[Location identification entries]

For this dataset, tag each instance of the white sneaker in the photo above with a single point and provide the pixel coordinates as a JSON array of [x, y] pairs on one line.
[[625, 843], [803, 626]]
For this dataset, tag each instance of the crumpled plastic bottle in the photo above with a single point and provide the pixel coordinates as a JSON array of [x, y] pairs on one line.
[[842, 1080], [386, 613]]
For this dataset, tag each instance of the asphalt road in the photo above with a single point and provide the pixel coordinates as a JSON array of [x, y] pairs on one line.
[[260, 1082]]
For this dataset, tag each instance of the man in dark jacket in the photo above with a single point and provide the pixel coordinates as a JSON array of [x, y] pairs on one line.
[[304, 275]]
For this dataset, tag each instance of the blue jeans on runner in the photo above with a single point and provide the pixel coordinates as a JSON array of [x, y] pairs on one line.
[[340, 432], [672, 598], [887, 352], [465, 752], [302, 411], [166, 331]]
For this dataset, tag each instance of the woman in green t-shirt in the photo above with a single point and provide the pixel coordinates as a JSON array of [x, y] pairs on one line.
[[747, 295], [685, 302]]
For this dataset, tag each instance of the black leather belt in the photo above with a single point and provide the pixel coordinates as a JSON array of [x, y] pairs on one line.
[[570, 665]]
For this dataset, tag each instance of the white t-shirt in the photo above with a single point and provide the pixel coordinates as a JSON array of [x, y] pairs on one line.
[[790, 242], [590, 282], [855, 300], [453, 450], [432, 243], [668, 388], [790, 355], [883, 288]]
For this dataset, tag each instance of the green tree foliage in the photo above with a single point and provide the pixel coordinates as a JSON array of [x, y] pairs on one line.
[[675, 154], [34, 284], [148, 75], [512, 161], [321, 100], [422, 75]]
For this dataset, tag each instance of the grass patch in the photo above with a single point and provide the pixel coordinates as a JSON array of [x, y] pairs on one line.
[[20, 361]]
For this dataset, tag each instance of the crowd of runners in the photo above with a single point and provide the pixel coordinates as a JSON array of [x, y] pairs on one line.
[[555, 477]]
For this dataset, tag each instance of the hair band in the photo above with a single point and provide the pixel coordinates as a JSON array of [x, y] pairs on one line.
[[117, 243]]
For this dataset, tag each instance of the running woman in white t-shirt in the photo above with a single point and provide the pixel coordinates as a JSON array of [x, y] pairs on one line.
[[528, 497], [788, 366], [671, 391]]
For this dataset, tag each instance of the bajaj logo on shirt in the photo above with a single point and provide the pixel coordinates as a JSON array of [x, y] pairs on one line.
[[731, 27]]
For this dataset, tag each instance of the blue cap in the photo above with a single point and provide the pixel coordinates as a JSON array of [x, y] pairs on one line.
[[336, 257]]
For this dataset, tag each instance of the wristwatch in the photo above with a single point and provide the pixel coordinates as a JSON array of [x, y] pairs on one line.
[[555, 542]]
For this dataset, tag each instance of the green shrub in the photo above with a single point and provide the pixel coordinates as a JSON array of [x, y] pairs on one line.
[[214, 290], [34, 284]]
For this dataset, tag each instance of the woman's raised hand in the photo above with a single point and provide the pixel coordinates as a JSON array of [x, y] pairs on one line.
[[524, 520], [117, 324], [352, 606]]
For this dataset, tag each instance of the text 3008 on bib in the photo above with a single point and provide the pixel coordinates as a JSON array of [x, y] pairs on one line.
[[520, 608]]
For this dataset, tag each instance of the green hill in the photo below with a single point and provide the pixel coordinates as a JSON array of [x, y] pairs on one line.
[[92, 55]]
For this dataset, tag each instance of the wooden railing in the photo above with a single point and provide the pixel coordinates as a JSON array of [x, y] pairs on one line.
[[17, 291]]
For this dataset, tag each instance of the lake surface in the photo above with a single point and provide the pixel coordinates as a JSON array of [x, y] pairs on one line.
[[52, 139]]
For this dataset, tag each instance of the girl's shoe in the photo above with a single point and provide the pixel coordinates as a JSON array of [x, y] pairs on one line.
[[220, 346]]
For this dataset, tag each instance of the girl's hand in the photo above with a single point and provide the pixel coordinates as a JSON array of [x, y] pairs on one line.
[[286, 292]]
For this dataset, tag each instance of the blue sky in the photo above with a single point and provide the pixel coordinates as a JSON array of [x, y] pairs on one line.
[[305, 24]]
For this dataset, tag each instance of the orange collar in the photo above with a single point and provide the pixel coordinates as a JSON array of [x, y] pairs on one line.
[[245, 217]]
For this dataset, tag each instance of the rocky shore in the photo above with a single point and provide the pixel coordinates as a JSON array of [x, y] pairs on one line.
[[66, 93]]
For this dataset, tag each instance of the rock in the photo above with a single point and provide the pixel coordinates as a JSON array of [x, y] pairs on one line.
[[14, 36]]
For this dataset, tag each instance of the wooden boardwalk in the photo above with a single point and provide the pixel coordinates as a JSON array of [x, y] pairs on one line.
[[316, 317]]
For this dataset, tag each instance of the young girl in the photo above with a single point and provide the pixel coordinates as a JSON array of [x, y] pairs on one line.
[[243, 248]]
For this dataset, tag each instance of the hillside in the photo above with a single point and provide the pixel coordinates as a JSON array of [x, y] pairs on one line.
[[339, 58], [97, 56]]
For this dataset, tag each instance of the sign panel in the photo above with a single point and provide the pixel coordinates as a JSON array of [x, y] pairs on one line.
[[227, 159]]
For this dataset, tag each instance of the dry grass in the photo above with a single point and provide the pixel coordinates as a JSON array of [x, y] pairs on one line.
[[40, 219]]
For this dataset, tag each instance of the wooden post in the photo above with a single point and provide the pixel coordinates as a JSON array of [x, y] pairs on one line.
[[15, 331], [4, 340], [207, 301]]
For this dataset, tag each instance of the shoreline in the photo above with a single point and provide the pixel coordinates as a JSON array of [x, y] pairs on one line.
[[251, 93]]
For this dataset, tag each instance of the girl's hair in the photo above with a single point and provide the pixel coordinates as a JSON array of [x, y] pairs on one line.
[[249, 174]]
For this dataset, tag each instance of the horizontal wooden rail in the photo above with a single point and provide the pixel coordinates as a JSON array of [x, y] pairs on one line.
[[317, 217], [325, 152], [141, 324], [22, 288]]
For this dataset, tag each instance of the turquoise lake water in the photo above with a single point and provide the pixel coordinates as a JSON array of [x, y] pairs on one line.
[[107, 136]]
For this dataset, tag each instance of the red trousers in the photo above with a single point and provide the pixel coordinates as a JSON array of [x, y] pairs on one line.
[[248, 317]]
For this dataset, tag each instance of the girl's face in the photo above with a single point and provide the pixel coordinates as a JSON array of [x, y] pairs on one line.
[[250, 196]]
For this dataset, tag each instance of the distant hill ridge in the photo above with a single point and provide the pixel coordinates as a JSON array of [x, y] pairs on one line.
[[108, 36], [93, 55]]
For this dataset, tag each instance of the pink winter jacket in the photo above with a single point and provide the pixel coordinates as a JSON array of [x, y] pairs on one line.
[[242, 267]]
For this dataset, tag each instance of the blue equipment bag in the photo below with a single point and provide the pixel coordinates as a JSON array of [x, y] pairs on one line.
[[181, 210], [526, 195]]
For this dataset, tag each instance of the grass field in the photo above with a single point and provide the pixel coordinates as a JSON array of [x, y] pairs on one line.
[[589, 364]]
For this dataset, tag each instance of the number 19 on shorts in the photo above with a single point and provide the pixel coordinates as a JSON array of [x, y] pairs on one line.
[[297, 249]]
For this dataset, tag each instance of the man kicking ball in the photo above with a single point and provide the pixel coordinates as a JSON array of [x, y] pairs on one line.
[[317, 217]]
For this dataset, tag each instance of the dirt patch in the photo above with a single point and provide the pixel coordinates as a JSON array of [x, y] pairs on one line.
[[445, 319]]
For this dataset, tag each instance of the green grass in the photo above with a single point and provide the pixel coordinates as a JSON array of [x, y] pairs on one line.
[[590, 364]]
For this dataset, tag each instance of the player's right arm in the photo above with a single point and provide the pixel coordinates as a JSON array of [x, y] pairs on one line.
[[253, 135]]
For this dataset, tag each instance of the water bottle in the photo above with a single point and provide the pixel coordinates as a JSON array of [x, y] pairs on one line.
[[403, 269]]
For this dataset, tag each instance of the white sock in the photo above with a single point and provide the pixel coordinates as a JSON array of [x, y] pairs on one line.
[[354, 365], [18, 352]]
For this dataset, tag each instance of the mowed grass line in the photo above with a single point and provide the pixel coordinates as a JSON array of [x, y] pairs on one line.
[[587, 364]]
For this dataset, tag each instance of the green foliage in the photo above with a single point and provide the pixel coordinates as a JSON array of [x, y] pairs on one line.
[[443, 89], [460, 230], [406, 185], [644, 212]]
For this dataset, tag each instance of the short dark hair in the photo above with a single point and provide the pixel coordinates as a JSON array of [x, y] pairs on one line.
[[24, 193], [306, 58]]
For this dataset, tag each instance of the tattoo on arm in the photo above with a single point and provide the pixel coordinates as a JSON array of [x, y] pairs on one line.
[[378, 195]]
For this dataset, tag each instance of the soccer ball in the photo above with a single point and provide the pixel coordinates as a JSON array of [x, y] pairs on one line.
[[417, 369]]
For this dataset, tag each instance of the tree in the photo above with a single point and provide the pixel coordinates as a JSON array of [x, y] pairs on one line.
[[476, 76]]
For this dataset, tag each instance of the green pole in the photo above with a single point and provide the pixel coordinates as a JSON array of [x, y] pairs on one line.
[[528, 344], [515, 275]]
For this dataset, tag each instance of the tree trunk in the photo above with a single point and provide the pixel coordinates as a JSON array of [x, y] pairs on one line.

Task goal: Reproduce everything from the start of the rows down to the line containing "[[842, 1080], [386, 613]]", with both ends included.

Exercise output:
For this dataset, tag each instance of the white sneaker in the photo above with a single point and provide the pixel coordinates as a JSON array of [x, y] pairs on one line.
[[625, 843], [803, 626]]
For this dataset, tag each instance of the crumpled plastic bottle in the photo above with a single point and provide the pixel coordinates as a JSON array of [x, y] pairs on one line.
[[842, 1080], [386, 613]]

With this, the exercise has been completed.